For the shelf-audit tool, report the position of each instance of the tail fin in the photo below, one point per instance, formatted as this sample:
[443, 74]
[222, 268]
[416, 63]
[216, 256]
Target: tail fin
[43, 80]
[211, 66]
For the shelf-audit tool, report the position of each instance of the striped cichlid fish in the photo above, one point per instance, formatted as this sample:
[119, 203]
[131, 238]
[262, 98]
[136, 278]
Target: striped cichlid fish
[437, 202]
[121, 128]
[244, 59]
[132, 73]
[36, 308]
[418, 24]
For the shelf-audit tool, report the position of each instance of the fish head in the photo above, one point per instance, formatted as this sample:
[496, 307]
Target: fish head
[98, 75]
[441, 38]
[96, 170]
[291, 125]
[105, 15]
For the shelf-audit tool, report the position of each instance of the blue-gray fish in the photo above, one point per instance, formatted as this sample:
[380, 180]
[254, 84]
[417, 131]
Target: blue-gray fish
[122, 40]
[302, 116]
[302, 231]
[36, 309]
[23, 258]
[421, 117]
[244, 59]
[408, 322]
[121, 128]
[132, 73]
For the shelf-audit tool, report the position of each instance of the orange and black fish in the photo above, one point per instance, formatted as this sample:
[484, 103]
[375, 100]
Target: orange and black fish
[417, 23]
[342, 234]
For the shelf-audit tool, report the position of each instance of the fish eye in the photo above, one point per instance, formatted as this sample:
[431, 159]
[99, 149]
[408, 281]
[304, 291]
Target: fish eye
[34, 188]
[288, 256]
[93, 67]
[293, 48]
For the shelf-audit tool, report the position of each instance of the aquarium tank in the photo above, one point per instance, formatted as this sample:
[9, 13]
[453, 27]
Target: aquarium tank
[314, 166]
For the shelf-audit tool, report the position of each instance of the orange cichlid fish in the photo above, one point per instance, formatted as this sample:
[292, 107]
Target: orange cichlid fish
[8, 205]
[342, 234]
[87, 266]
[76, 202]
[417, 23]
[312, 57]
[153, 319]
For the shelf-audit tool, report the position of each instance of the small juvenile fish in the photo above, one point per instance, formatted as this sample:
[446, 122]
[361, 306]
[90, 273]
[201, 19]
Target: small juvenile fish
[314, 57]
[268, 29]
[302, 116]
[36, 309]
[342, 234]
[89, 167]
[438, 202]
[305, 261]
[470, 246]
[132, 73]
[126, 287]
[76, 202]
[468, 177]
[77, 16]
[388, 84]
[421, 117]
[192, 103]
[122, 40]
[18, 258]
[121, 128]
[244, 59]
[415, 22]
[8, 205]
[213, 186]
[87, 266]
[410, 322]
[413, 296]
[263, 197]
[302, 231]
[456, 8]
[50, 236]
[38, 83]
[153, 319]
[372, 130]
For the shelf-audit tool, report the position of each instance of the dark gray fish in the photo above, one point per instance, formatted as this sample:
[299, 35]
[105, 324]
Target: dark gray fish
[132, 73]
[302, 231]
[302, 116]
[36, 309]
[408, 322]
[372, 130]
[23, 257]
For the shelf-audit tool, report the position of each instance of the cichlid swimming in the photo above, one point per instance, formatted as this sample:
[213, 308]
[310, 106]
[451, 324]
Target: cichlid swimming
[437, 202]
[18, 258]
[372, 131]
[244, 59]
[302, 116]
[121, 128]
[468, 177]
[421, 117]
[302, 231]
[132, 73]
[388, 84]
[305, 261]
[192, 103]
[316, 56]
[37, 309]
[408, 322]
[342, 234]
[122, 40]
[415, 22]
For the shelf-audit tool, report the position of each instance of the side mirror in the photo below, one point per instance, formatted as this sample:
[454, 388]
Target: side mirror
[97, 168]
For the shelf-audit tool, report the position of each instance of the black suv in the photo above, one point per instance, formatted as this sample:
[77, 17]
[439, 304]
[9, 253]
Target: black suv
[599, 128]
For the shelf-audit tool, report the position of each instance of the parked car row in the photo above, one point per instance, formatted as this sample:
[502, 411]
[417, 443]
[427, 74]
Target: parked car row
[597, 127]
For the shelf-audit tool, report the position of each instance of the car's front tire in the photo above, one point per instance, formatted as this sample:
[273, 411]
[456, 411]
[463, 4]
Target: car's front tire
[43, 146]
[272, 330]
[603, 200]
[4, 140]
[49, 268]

#### [TASK DIRECTIONS]
Leaving no line out, return the data above verbatim.

#### [RESULT OF THE EXERCISE]
For the shelf-audit tool, report the position of each instance of the tail fin in the photo below, one point per instance, formatted as this sample:
[443, 74]
[222, 268]
[416, 63]
[216, 256]
Target: tail fin
[43, 80]
[211, 66]
For the shelf-audit tool, report the position of each instance of the striped cichlid fish in the photo above, one point per instance, formatted as this sample:
[119, 203]
[131, 238]
[262, 98]
[136, 278]
Target: striped cichlid fish
[437, 202]
[121, 128]
[244, 59]
[132, 73]
[36, 308]
[418, 24]
For the shelf-audit tool, report the position of each instance of the fish head in the photo above, one point per instance, formatted as this sample:
[496, 307]
Target: fish head
[98, 75]
[441, 38]
[96, 170]
[291, 125]
[105, 15]
For the shelf-audit tool, report the position of each instance of the blue-gray fish in the photo above, one point per instance, formatted as this sample:
[380, 180]
[254, 84]
[417, 131]
Target: blue-gray fish
[122, 40]
[302, 116]
[302, 231]
[36, 309]
[23, 258]
[421, 117]
[244, 59]
[408, 322]
[121, 128]
[132, 73]
For the shelf-audit tool, report the position of each instance of the orange and black fish in the photo above, one point per instance, formatted as this sample:
[484, 103]
[375, 100]
Target: orange and black fish
[417, 23]
[342, 234]
For the shelf-audit tool, report the position of each instance of the fish eye in the photo above, one point per instance, formatted as this sample:
[431, 159]
[99, 149]
[408, 281]
[304, 291]
Target: fish eye
[34, 188]
[288, 256]
[93, 67]
[293, 48]
For the shelf-audit tool, report the position of each instance of the aquarium tank in the photo above, one point per instance, formatted as this sample:
[9, 13]
[453, 27]
Target: aquarium tank
[314, 166]
For the shelf-audit tool, report the position of each instance of the orange cichlid fish in the photo above, one point per instance, formatted as this sample:
[292, 107]
Target: orange cichlid fish
[8, 205]
[342, 234]
[87, 266]
[76, 202]
[417, 23]
[312, 57]
[153, 319]
For the shelf-audit tool, report the position of each instance of the small juvenile fish in the photo above, one point per instance, formatted as this sample:
[446, 122]
[361, 306]
[90, 273]
[201, 19]
Target: small juvenile fish
[314, 57]
[268, 29]
[302, 116]
[36, 309]
[342, 234]
[89, 167]
[438, 202]
[305, 261]
[470, 246]
[132, 73]
[126, 287]
[76, 202]
[468, 177]
[77, 16]
[388, 84]
[421, 117]
[192, 103]
[122, 40]
[18, 258]
[121, 128]
[244, 59]
[415, 22]
[8, 205]
[213, 186]
[87, 266]
[410, 322]
[413, 296]
[263, 197]
[302, 231]
[456, 8]
[50, 236]
[38, 83]
[153, 319]
[372, 130]
For the shelf-audit tool, report the position of each instance of the dark gray fish in the photo above, one point per instance, formatted as this sample:
[299, 35]
[105, 324]
Target: dark gray fish
[132, 73]
[302, 231]
[302, 116]
[36, 309]
[408, 322]
[372, 130]
[23, 257]
For the shelf-audit tool, report the position of each instance of the cichlid swimming in the photo above, one point per instance, formatted as this sample:
[213, 308]
[310, 106]
[451, 324]
Target: cichlid swimming
[437, 202]
[18, 258]
[372, 131]
[244, 59]
[302, 116]
[121, 128]
[468, 177]
[421, 117]
[302, 231]
[132, 73]
[388, 84]
[305, 261]
[192, 103]
[316, 56]
[37, 309]
[408, 322]
[342, 234]
[122, 40]
[415, 22]
For the shelf-audit tool, report the position of each instance of the side mirror in the photo below, one point per instance, formatted as this sample:
[454, 388]
Target: side mirror
[97, 168]
For the shelf-audit tool, report the position of each instance of the black suv in the photo above, one point per instance, formatted as this sample:
[77, 17]
[439, 304]
[9, 253]
Target: black suv
[599, 128]
For the shelf-audit tool, report the position of each instance of the parked car row in the photo above, one point per instance, formatted as this sample:
[502, 411]
[417, 443]
[427, 74]
Target: parked car row
[597, 127]
For the shelf-audit tool, report the position of each instance of the car's front tire in the photo above, one point per instance, formatted as this sample:
[273, 411]
[456, 411]
[463, 4]
Target: car's front tire
[43, 146]
[272, 330]
[603, 200]
[4, 140]
[49, 268]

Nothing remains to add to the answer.